_Assigned task_
Continue the news report on the federal pistol stabilizing brace rule from its last paragraph, leaving the items after it untouched.

Exercise text section start

WASHINGTON (CN) — U.S. Attorney General Merrick Garland and the director of the Bureau of Alcohol, Tobacco, Firearms and Explosives signed a new rule Friday placing stricter regulations on pistols with attached stabilizing braces that effectively turn the firearms into short-barreled rifles.
The Department of Justice said it is implementing the stabilizing braces rule to force manufacturers, dealers and owners to comply with the National Firearms Act when using the braces to convert pistols into rifles with a barrel of less than 16 inches, commonly referred to as short-barreled rifles.
Gun manufacturers have produced and sold these braces to attach to pistols and help a shooter stabilize their arm to support single-handed fire.
ATF Director Steve Dettelbach said that for decades the federal government has imposed stricter regulations on short-barreled rifles than other firearms “because they are more easily concealable than long-barreled rifles, but have more destructive power than traditional handguns.”
These heightened regulations include higher taxes and registration requirements like background checks for all transfers, including private ones.
“Keeping our communities safe from gun violence is among the Department’s highest priorities,” Garland said in a statement. “Almost a century ago, Congress determined that short-barreled rifles must be subject to heightened requirements. Today’s rule makes clear that firearm manufacturers, dealers, and individuals cannot evade these important public safety protections simply by adding accessories to pistols that transform them into short-barreled rifles.”

Exercise text section end
Provided material section start

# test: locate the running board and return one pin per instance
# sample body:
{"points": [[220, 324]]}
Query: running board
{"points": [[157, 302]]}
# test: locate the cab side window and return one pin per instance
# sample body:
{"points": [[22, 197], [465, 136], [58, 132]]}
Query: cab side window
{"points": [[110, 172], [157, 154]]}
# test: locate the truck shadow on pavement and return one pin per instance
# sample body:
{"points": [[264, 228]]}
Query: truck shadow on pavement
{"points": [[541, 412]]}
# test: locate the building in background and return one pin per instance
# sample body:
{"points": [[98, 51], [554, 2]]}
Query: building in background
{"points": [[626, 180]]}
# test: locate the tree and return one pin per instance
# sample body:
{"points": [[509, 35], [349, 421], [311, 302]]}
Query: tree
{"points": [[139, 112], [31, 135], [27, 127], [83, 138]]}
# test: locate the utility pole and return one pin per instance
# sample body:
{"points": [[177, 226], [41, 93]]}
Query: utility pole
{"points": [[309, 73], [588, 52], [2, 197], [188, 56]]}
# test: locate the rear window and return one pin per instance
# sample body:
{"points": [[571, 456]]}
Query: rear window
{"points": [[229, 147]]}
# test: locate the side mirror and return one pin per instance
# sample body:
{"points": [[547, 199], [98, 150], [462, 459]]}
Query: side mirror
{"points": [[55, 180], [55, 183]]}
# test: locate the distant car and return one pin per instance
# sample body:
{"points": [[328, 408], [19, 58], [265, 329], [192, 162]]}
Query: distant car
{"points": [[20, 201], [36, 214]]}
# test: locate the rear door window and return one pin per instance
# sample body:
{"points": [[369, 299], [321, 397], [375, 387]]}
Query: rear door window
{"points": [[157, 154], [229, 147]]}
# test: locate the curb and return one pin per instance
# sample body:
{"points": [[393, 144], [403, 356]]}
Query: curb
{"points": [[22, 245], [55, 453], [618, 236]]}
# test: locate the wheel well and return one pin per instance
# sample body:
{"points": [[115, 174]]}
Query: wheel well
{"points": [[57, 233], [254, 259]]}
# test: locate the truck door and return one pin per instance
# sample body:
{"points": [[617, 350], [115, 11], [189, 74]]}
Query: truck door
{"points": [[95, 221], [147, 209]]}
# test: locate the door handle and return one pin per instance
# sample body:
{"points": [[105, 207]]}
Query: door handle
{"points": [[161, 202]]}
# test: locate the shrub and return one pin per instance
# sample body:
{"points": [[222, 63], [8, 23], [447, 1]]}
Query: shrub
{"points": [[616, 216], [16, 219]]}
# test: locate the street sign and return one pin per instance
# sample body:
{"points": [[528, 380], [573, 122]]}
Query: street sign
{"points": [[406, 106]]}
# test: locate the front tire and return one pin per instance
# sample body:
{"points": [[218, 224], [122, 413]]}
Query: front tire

Provided material section end

_Output below_
President Joe Biden said in a statement the move aims to help reduce gun violence and make it more difficult for these weapons to end up in the hands of "individuals intending to inflict carnage."
Once published in the Federal Register, the rule gives manufacturers, dealers and owners 120 days to register any existing short-barreled rifles covered by the rule or remove the stabilizing brace to return the firearm to a pistol.
According to Dettelbach, the rule will not affect stabilizing braces that are designed to assist disabled individuals, who may not be able to reliably control a heavy pistol, and not for shouldering the weapon as a rifle.
ATF first proposed the rule in 2020 after a gunman shot and killed nine people outside of a bar in Dayton, Ohio, the previous year using an AR-type pistol outfitted with a brace and a double-drum magazine capable of holding 100 rounds of ammunition.
But the agency received backlash from opponents of the proposal, including the National Rifle Association, which condemned it as an attack on American citizens’ Second Amendment rights by “radical, anti-gun extremists.”
The proposal gained renewed attention in 2021, when another mass shooting was carried out by a gunman who used a Ruger AR-556, a pistol that comes standard with a SB Tactical brace already installed, to shoot and kill 10 people at a King Soopers grocery store in Boulder, Colorado.
According to Ruger's quarterly sales figures, the gunmaker made $111 million that year in sales from the AR-556 and its four latest additional pistol offerings, accounting for 22% of the company’s sales.
Advocates have pushed for greater gun control legislation as deaths from gun violence and mass shootings are on the rise. There have been 22 mass shootings and over 1,400 gun-related deaths reported in the first 13 days of 2023, according to data from the Gun Violence Archive.
In December, a study published in the journal JAMA Pediatrics found that homicide became a leading cause of death in children younger than 17, following a spike of gun violence during the Covid-19 pandemic.